**What you need to do:**
Each line of data below must be printed exactly as written, with any pictures removed.

**Supplied records:**
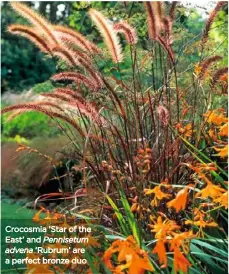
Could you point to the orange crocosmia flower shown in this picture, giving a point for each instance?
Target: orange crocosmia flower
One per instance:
(158, 194)
(223, 200)
(161, 252)
(210, 190)
(133, 258)
(223, 152)
(163, 228)
(223, 130)
(215, 117)
(135, 207)
(211, 133)
(197, 69)
(180, 262)
(179, 203)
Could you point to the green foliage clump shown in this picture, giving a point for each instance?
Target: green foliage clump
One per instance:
(29, 125)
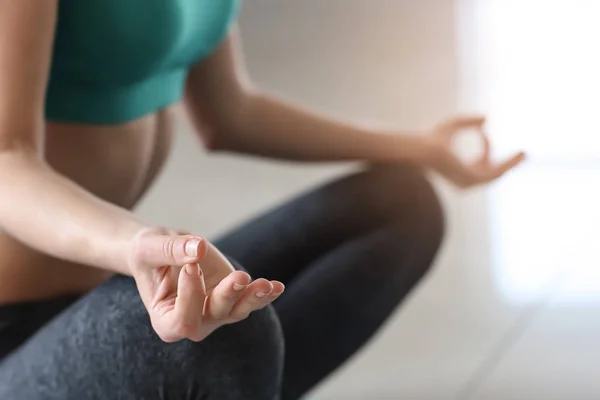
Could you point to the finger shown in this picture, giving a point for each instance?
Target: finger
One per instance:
(506, 166)
(189, 304)
(168, 249)
(278, 289)
(453, 125)
(226, 294)
(484, 158)
(255, 297)
(463, 122)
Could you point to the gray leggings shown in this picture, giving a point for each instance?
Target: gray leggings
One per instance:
(349, 252)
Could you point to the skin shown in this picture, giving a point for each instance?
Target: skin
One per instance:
(66, 189)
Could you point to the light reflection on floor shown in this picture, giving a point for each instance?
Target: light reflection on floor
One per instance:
(543, 224)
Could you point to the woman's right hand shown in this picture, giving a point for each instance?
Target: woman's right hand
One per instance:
(189, 288)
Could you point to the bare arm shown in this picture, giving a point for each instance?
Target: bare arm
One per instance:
(233, 116)
(37, 205)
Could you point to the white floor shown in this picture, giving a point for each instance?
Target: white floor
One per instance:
(512, 310)
(517, 323)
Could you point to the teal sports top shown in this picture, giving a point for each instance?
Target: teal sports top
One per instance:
(118, 60)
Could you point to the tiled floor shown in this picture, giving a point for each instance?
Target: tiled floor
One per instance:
(519, 322)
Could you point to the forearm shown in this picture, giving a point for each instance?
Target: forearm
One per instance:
(52, 214)
(272, 128)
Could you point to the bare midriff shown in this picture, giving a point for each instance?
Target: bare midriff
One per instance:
(115, 162)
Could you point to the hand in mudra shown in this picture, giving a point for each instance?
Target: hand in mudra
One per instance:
(189, 288)
(441, 157)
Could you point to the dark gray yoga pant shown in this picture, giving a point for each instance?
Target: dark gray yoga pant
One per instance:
(348, 252)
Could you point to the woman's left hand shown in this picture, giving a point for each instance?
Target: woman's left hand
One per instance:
(438, 154)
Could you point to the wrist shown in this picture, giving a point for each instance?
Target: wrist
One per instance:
(122, 245)
(413, 148)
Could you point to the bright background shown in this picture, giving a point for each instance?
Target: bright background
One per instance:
(512, 309)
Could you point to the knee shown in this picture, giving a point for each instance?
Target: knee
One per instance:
(403, 195)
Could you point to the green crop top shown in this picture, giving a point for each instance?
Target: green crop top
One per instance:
(117, 60)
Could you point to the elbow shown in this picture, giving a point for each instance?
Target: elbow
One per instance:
(227, 129)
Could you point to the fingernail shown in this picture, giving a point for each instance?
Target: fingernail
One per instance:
(193, 270)
(191, 247)
(238, 288)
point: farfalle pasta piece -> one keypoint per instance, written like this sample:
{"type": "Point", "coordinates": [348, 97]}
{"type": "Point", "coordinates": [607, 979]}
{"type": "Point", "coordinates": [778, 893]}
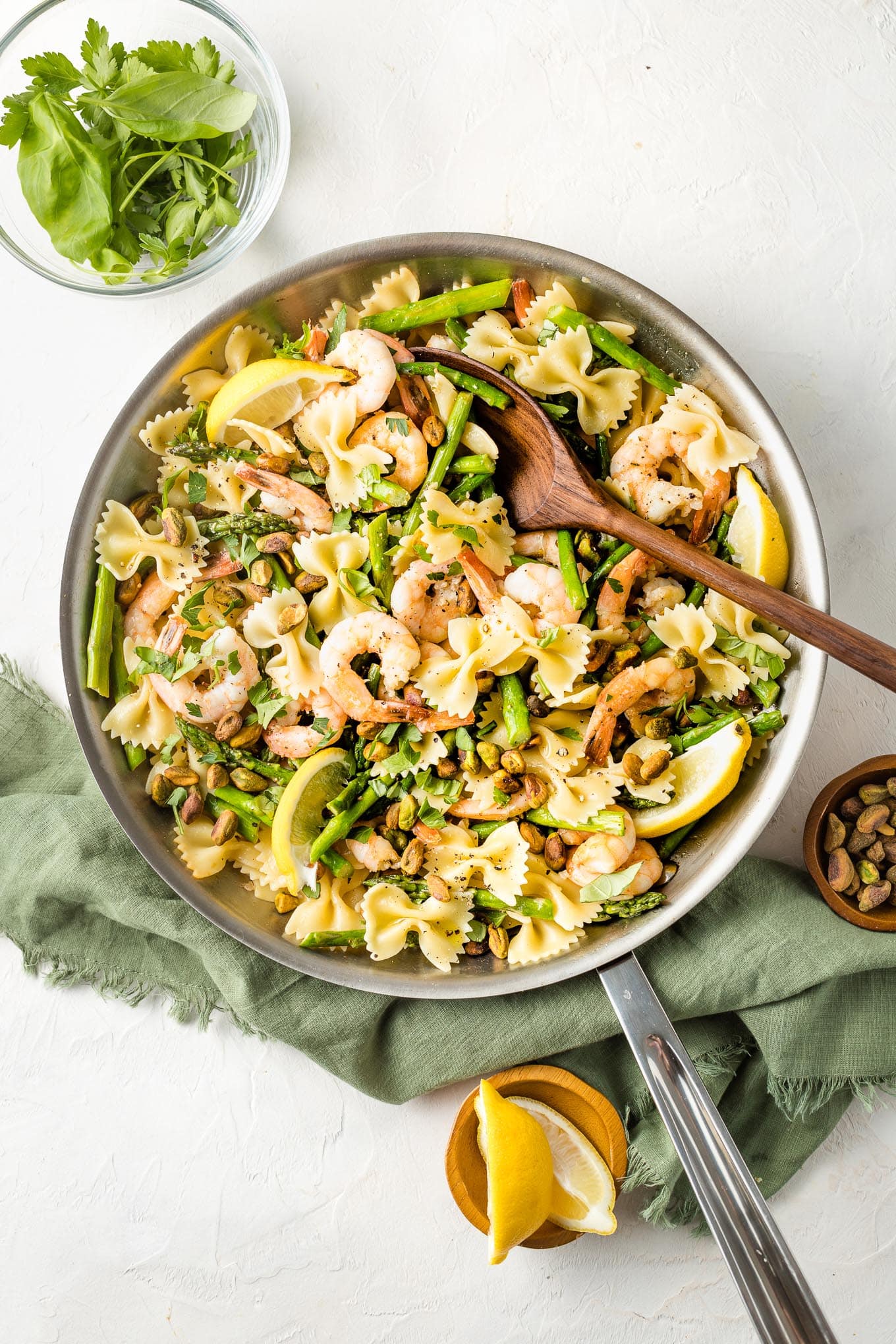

**Exercise answer:**
Could you point to the orange crocosmia flower shown in this picture, giving a point for each instance?
Target: orange crocosmia flower
One per instance:
(158, 194)
(223, 200)
(161, 252)
(210, 190)
(133, 258)
(223, 152)
(163, 228)
(223, 130)
(215, 117)
(135, 207)
(211, 133)
(197, 69)
(180, 262)
(179, 203)
Could you point to the green foliage clump shown in this picture, giving a point for each instance?
Target: green foliage clump
One per instance:
(29, 125)
Could you point to the finger shown in this picture, giving a point for each instance?
Target: finger
One per instance:
(506, 166)
(189, 304)
(168, 249)
(278, 289)
(453, 125)
(226, 294)
(484, 158)
(255, 297)
(463, 122)
Could you point to the gray leggings shown in this picture, giving a point for each instance?
Target: gray leggings
One per instance:
(349, 252)
Could you point to the skin shown in this picture, giving a point for each instance?
Target: skin
One per instance:
(66, 189)
Could you point to the light reflection on floor shown in this picture, giving a point for each instance?
Target: light reflection on floor
One per instance:
(543, 224)
Could you point to the woman's right hand shown in this picture, giving a point for each instance?
Target: woman's right hand
One per instance:
(189, 288)
Could you point to the bare arm shown in this picture, giving a point for each instance?
Target: bare arm
One per instance:
(233, 116)
(37, 205)
Could you point to the white floor shown in this picture, giving a point for each instance?
Target: white floor
One per instance:
(512, 310)
(517, 323)
Could you point to the teal sports top shown in this picture, giving a point for each instance?
Target: teal sports top
One per instance:
(118, 60)
Could you point to the tiled floor shown in this picture, giving a point for each instance?
Target: tiled floor
One per instance:
(519, 322)
Could you point to the forearm shown in this picture, giving a point for each instance?
Target: forearm
One per instance:
(52, 214)
(272, 128)
Could you point to the bare midriff shown in this picture, giving a point for each instance?
Target: bare midriff
One per instance:
(115, 162)
Could you point to the hand in mudra shown in this picture, giving a point for each instance?
Target: hand in mudra
One per instance:
(189, 288)
(441, 157)
Could you point to the dark gray yoga pant shown in this picture, giving a point for each instance?
Target: dark gray yoga pant
One per instance:
(348, 252)
Could you point to the woman's left hand shown in this picture, giving a point for each instance?
Target: woman's left hand
One per instance:
(438, 154)
Could you point to the wrist shown in this picture, giving a point for each instance?
Target: wrist
One per instance:
(122, 245)
(413, 148)
Could you point to the bright background shown in this picture, giving a point for each instance?
Target: bright background
One per instance:
(512, 309)
Could you point to the knee shown in this picture, giving a point for each instance?
Target: knee
One per instance:
(403, 195)
Could you point to the green crop top shown in this picture, giving a point for each instance?
Target: green crop top
One per instance:
(117, 60)
Could you point to the elbow shown in this picture, giving a point for each instance?
Target: elbow
One per instance:
(227, 129)
Could you point to the fingernail shown in this picture, giving a point for each instance?
Target: fingernail
One per instance:
(193, 270)
(191, 247)
(238, 288)
point: farfalle pasta piece -> one keypoint per instance, written like this sample:
{"type": "Point", "coordinates": [348, 97]}
{"type": "Point", "coordinates": [607, 979]}
{"type": "Point", "coordinates": [778, 893]}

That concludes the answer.